§ Work to complete: Scan the listing below for the string "jacket" and copy each line where it turns up.

§ Data supplied:
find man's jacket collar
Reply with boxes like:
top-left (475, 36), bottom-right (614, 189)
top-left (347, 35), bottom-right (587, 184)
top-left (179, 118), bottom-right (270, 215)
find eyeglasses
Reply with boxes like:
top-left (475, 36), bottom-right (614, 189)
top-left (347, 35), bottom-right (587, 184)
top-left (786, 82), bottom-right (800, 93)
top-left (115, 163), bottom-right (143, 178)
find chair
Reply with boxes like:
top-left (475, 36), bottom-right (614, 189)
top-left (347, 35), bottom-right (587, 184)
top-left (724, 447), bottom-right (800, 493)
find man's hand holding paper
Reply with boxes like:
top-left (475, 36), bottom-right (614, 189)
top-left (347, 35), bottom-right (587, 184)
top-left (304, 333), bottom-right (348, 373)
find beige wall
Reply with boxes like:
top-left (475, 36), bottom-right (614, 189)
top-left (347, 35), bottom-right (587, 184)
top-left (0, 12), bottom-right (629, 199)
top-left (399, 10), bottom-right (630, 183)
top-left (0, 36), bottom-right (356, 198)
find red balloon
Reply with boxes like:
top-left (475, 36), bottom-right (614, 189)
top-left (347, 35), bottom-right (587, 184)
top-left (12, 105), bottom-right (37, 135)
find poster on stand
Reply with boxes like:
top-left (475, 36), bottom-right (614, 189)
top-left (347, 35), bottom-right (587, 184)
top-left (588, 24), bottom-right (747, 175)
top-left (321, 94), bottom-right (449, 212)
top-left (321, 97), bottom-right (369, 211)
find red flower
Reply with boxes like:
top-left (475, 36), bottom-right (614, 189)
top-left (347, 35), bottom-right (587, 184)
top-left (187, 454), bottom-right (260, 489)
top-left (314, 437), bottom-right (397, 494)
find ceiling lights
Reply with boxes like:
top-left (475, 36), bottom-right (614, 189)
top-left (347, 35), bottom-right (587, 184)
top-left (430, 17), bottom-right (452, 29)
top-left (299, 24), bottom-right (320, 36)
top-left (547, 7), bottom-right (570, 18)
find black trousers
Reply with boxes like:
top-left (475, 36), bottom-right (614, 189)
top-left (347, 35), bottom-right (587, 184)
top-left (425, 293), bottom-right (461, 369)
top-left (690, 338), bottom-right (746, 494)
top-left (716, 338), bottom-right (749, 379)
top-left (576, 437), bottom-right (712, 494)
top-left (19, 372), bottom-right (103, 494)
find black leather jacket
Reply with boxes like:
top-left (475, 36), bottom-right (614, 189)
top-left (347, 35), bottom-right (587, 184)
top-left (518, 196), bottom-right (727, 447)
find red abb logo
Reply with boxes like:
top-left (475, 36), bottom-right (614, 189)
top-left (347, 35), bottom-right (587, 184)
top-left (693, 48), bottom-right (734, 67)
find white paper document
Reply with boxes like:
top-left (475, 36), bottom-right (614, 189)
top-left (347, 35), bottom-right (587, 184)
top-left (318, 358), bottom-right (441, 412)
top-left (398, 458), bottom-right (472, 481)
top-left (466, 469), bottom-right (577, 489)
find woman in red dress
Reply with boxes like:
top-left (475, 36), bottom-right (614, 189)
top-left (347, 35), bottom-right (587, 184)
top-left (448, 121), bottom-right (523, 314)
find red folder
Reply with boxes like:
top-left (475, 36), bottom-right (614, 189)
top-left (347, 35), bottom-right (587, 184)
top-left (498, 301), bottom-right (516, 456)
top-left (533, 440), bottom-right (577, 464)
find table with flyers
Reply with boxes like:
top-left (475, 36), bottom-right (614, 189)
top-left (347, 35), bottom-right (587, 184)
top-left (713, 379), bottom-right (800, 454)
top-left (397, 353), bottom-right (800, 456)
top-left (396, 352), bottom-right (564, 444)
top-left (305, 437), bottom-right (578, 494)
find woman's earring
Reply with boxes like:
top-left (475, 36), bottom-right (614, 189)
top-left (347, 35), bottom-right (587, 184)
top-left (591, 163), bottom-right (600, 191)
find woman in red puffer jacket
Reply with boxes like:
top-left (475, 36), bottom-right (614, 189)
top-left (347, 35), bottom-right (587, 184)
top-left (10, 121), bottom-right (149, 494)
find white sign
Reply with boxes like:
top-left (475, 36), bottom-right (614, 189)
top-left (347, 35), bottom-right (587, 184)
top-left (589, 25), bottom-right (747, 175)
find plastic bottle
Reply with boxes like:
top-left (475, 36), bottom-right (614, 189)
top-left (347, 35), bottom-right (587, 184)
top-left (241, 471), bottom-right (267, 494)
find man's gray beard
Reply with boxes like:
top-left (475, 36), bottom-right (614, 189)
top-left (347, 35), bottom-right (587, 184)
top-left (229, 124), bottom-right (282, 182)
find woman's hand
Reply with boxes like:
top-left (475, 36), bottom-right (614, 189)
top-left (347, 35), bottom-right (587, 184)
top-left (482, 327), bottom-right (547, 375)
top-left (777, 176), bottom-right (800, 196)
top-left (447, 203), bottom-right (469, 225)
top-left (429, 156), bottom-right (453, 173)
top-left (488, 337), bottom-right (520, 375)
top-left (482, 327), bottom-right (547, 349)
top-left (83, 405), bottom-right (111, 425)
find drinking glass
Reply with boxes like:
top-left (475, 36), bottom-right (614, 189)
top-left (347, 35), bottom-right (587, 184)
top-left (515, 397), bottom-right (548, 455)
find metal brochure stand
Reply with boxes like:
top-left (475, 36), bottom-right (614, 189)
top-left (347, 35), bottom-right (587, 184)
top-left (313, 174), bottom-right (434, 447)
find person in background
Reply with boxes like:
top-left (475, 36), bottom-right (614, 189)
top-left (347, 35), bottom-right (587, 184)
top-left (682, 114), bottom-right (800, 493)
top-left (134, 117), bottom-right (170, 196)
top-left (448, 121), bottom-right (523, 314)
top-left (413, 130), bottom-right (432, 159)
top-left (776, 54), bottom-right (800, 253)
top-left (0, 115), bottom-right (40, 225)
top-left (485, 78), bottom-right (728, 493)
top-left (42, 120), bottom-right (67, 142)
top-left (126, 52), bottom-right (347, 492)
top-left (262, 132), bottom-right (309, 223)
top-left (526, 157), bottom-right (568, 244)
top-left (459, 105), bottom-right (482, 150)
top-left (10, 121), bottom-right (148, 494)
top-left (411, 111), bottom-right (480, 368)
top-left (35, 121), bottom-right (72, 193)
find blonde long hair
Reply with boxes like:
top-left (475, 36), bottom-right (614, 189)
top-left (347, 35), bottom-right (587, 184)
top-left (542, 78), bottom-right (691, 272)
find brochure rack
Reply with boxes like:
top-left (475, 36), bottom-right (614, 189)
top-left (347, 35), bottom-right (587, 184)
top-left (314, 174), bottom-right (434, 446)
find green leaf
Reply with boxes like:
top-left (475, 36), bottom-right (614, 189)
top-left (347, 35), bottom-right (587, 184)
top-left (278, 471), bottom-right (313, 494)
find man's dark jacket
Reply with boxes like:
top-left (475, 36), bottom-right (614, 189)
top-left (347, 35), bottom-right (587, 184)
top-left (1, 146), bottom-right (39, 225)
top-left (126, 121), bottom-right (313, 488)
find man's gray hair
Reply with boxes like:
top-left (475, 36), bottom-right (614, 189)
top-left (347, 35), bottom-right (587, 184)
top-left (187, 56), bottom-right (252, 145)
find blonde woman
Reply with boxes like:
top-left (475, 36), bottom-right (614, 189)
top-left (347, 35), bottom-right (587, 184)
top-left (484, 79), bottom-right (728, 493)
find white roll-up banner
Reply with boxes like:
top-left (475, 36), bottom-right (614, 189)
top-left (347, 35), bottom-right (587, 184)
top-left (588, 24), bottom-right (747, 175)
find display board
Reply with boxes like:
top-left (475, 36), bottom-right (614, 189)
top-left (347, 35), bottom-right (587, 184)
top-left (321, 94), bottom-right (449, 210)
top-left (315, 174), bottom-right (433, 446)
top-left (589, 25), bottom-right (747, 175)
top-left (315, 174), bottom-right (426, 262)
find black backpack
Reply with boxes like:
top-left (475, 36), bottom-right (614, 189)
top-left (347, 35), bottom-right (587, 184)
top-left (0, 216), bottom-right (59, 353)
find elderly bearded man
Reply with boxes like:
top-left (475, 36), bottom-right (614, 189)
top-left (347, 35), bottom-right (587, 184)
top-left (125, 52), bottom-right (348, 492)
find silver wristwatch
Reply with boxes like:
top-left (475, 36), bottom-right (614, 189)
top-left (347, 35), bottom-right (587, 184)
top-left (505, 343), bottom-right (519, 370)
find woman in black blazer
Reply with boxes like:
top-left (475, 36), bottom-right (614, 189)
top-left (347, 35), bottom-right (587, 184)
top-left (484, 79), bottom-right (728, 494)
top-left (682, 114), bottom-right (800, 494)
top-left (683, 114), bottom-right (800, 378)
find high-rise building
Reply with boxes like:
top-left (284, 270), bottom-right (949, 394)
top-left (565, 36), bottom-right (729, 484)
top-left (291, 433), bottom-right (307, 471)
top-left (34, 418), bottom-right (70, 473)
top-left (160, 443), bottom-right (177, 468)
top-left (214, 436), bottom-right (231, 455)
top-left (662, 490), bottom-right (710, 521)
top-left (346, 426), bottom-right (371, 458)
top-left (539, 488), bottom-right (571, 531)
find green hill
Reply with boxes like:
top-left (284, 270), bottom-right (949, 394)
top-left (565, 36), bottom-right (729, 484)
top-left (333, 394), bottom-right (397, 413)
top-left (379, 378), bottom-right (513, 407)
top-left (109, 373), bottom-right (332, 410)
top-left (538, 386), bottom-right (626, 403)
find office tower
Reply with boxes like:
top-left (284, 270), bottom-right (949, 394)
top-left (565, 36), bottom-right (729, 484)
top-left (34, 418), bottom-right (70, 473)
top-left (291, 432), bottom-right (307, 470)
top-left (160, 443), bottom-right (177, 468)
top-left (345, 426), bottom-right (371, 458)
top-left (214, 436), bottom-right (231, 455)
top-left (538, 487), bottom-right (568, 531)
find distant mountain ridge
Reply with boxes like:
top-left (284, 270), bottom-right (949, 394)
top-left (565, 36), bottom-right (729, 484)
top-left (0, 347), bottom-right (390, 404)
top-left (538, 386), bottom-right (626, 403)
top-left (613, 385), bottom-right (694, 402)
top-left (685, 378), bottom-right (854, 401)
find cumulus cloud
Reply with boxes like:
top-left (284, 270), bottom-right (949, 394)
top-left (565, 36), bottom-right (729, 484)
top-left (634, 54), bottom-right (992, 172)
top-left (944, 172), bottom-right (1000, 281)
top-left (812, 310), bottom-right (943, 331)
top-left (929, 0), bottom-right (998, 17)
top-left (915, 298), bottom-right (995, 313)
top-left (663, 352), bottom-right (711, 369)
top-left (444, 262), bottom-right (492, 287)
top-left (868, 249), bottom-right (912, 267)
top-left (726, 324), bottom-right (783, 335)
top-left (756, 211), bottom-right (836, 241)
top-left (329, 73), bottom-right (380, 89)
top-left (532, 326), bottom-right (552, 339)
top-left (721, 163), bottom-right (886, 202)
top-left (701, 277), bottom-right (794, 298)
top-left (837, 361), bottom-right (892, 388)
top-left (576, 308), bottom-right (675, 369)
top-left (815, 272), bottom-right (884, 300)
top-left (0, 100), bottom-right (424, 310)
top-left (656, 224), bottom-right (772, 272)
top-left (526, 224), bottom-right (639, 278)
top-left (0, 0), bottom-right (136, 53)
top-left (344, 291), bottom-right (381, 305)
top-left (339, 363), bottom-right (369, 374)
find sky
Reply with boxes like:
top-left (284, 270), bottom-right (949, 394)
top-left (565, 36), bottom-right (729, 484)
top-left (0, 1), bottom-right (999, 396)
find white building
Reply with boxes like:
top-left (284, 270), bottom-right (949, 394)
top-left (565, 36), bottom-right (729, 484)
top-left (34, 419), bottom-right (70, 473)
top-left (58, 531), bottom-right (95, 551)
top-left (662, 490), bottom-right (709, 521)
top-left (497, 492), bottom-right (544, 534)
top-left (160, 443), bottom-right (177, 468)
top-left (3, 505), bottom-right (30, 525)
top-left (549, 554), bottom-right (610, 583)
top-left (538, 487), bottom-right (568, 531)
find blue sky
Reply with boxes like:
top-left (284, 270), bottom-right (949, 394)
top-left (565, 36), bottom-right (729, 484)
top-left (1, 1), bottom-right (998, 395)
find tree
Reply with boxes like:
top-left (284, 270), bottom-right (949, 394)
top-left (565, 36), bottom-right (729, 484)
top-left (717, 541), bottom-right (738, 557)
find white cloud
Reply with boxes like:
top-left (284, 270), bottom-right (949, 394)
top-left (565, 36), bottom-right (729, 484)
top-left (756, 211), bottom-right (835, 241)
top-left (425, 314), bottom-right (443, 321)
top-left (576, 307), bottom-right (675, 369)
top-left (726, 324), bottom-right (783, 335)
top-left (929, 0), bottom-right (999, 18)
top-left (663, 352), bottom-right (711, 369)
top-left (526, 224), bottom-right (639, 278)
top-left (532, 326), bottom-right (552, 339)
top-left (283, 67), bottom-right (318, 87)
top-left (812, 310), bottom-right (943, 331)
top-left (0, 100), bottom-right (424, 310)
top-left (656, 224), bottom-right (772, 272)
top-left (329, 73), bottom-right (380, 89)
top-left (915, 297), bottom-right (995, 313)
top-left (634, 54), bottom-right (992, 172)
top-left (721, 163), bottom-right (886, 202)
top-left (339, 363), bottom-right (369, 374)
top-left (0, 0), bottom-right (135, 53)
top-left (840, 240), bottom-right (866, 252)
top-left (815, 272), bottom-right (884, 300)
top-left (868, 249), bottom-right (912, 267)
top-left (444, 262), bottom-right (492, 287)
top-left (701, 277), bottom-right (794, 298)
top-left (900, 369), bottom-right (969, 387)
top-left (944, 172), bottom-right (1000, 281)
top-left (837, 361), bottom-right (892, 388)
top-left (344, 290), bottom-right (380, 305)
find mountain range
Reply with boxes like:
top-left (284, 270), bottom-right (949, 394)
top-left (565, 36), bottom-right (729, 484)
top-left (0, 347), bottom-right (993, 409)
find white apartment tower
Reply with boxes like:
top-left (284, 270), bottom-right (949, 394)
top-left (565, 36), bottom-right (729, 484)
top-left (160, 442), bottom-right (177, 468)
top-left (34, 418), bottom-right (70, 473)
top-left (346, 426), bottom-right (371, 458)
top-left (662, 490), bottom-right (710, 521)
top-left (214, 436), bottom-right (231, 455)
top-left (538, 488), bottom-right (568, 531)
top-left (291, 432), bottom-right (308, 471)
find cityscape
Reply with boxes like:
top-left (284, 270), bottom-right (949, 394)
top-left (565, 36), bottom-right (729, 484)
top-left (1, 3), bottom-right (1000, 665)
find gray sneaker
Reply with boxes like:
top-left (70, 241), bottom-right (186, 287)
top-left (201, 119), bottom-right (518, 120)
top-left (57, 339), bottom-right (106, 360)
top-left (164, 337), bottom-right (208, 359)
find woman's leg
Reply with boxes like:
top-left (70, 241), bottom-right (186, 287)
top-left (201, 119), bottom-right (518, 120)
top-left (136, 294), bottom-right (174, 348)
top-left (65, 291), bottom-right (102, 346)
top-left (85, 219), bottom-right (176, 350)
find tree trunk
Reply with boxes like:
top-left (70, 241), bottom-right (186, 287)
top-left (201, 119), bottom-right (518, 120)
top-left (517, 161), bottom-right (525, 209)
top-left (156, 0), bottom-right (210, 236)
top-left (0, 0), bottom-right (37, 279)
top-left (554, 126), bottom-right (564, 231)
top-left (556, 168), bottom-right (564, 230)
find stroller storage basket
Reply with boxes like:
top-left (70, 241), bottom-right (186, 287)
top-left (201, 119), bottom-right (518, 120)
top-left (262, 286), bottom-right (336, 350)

§ Your solution:
find man's jacket collar
find black leather jacket
find woman in red puffer jacket
find man's dark jacket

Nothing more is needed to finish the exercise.